Position identification records
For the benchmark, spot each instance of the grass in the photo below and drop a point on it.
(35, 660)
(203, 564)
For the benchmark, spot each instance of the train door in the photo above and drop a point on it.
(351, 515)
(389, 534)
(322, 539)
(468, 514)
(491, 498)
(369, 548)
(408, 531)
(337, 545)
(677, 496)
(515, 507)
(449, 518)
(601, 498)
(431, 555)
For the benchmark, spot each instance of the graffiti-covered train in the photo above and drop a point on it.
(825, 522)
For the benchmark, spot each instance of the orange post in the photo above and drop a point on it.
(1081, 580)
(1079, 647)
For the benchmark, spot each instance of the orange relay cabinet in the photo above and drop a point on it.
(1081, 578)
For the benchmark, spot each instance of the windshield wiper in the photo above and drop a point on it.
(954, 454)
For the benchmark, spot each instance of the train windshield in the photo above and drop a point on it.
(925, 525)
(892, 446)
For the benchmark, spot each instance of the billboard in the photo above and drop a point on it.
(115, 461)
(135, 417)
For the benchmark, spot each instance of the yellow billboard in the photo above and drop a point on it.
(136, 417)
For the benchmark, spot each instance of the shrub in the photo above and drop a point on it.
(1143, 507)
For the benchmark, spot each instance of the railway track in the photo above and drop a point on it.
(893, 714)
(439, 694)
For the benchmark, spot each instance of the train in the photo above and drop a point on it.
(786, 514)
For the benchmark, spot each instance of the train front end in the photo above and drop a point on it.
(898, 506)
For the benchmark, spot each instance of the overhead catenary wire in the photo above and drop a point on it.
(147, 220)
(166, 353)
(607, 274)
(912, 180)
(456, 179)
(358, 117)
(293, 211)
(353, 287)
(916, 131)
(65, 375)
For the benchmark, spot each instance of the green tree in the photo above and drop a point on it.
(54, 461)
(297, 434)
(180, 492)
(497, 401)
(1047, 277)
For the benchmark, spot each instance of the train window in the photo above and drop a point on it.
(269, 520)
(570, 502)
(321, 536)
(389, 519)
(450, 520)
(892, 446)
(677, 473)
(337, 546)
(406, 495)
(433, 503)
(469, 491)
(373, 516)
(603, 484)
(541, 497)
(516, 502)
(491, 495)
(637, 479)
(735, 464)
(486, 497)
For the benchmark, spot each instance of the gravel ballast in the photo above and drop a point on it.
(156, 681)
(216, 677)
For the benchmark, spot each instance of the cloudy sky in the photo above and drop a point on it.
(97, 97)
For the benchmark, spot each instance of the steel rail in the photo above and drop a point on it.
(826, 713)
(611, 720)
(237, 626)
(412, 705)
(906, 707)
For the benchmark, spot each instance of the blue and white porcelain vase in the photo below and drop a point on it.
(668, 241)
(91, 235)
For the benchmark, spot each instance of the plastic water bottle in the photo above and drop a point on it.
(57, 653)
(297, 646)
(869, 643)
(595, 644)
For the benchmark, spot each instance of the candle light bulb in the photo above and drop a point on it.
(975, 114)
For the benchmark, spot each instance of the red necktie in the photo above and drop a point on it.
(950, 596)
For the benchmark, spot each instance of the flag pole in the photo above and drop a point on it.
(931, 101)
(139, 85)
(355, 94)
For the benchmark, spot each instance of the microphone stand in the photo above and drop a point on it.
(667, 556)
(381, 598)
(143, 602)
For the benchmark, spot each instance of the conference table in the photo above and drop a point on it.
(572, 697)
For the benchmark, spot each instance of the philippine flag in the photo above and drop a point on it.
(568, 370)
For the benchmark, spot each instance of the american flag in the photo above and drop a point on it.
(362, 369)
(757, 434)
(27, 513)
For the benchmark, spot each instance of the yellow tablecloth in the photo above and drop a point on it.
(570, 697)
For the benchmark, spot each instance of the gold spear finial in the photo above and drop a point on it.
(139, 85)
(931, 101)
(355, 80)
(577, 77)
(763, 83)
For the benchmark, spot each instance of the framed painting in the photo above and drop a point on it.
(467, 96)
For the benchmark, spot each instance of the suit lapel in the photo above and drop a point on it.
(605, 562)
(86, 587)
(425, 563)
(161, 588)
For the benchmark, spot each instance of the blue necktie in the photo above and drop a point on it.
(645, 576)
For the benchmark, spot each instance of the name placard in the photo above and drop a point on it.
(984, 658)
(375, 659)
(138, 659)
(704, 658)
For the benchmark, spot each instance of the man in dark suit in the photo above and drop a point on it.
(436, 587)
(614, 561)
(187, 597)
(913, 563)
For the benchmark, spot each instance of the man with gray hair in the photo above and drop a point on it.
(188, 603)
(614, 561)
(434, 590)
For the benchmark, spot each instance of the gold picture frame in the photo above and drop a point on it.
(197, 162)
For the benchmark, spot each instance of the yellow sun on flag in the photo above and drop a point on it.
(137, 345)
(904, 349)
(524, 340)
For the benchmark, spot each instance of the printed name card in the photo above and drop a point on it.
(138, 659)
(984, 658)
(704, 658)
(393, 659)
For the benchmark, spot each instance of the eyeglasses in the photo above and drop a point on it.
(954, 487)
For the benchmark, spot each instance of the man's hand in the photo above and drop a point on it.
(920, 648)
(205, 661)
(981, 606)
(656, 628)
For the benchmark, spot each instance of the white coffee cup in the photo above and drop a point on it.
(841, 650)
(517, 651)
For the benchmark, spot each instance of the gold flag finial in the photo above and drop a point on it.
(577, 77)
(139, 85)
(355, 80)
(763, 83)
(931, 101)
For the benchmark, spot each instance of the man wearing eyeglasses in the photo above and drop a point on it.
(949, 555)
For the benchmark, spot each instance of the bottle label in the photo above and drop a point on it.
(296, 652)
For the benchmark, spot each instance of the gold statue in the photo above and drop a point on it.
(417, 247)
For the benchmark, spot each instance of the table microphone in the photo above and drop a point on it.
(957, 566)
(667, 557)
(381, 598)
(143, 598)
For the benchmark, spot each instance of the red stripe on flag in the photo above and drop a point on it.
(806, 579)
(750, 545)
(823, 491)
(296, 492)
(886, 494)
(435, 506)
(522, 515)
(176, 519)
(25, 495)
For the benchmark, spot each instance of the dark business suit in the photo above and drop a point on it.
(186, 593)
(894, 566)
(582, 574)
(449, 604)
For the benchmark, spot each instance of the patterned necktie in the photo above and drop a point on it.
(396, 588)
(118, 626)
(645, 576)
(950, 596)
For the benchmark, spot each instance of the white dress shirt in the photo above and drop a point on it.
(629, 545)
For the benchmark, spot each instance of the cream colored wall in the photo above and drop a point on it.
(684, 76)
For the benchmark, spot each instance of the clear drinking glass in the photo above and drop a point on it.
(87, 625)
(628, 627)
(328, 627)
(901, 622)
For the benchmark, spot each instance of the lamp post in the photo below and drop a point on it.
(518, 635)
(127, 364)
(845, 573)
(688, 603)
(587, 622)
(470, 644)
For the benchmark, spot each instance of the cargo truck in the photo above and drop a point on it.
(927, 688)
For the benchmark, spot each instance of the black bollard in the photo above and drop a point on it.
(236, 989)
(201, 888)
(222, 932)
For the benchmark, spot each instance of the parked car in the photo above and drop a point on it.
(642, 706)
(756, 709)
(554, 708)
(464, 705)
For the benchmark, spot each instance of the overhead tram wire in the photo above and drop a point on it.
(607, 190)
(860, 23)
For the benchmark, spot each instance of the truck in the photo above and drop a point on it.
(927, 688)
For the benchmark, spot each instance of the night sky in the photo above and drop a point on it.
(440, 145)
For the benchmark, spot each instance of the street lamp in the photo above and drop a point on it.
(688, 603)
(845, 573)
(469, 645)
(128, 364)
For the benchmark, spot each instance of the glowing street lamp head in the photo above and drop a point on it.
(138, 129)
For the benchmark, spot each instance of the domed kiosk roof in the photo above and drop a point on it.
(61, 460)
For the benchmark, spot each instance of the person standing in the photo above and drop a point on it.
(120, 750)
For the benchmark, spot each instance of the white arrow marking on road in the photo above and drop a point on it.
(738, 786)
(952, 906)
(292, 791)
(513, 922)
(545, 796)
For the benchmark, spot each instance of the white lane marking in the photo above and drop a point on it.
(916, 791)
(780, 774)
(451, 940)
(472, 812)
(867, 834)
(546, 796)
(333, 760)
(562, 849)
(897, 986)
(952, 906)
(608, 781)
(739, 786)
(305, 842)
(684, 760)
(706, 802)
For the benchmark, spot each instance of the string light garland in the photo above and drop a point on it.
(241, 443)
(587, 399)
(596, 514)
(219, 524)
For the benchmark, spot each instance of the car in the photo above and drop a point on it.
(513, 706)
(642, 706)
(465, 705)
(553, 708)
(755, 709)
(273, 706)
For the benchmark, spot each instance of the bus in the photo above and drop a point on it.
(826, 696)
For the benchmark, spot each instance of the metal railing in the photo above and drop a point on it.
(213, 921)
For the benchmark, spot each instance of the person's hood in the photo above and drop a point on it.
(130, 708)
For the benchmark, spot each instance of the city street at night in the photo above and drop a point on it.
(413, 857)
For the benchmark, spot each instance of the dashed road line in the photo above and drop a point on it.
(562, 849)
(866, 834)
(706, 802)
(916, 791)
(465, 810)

REQUIRED WORK:
Scale the stretch of the listing from the line containing "For the benchmark, spot each instance of the dashed" through the end of the listing, giving only those lines. Rewrite each line, requests included, with every point coordinate multiplied by 2.25 and rounded to a whole number, halves rounded up.

ANSWER IN FULL:
For the benchmark, spot each instance of the dashed road line in the photo above and drop a point on it.
(1265, 1910)
(1949, 1877)
(1589, 1805)
(2061, 1780)
(1046, 1823)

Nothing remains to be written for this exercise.